# [Task statement]
Copy the material below, replacing every "marker" with "dot" and leaving everything else unchanged. Omit the pictures from your copy.

# [Point annotation data]
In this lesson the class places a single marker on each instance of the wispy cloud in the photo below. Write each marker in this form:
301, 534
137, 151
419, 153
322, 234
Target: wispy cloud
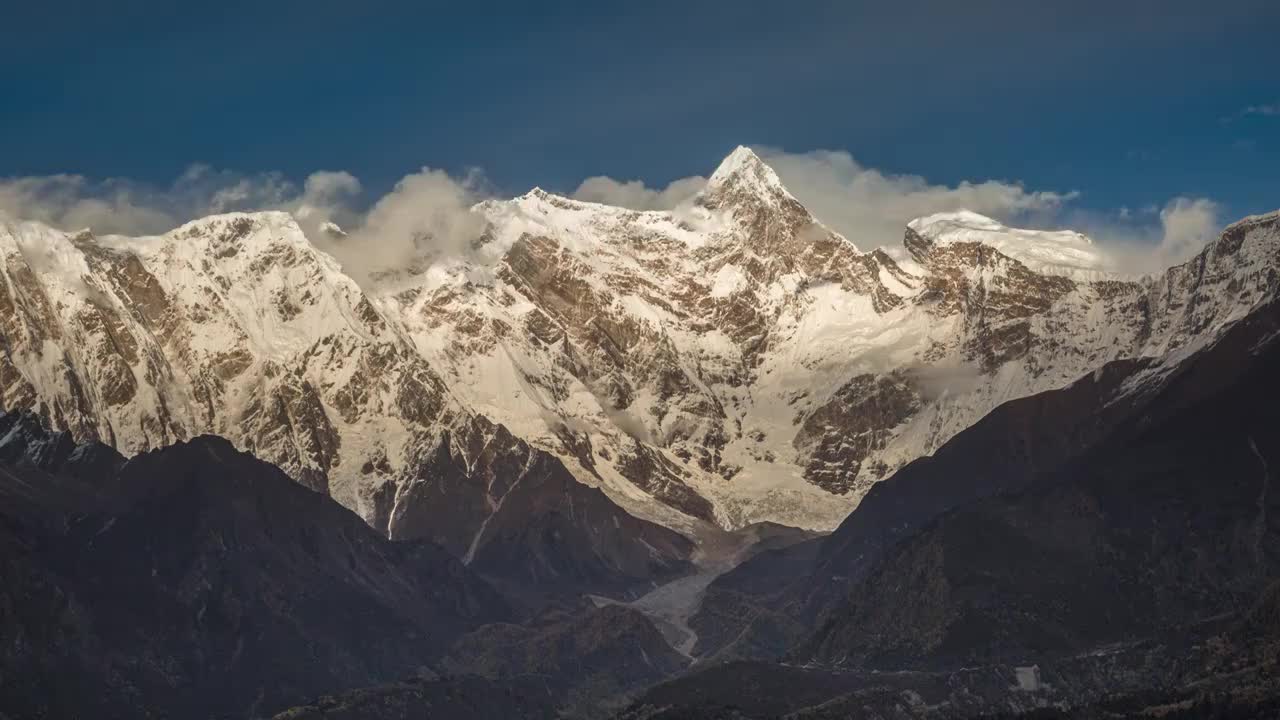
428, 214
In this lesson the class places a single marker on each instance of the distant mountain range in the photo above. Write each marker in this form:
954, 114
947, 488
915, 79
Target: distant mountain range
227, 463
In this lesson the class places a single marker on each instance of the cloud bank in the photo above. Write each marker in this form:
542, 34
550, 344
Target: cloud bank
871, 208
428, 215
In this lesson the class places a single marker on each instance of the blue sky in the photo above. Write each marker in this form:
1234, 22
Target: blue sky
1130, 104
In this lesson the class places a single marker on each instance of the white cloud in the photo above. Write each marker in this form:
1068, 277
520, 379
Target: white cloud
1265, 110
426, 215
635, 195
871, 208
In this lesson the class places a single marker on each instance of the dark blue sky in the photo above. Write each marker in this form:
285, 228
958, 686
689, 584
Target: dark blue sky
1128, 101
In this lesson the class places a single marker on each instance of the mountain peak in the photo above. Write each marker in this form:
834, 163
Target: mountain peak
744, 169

# [Solved problem]
In this lesson the class places a single dot on each instance of the wispy cloud in the photo below. Write each dot in this form:
301, 534
137, 151
419, 153
322, 234
Target: wispy cloud
428, 214
In this lesson the class places a single dot on each instance of the distant mountain range in the photo above. Write each dot in this form:
954, 114
947, 488
915, 79
Target: distant mountain range
227, 463
In this lesson the class places a single dot on each instance of the cloud bank in the photo above. Write each dot in this form:
542, 34
550, 344
Target: cloud bank
871, 208
428, 215
In this lesson the class places a single dot on each instance of the blue sky in the photo above. Write each dot in this form:
1234, 22
Target: blue sky
1130, 104
In this lesson the class places a single dot on each instance of the white cloud in the photo above. Write each dot in this form:
1068, 277
520, 379
Target: white cloud
1265, 110
426, 215
635, 195
871, 208
In this lesson the class places a single dot on each instance of the dark blue sky in the photo above. Write each dot in this form:
285, 228
958, 686
689, 584
Target: dark blue sky
1128, 101
In this lesson the class places a single dot on each instance of the mountain peak in the photo above. Write each dot in this form:
834, 163
Target: mountain peak
744, 169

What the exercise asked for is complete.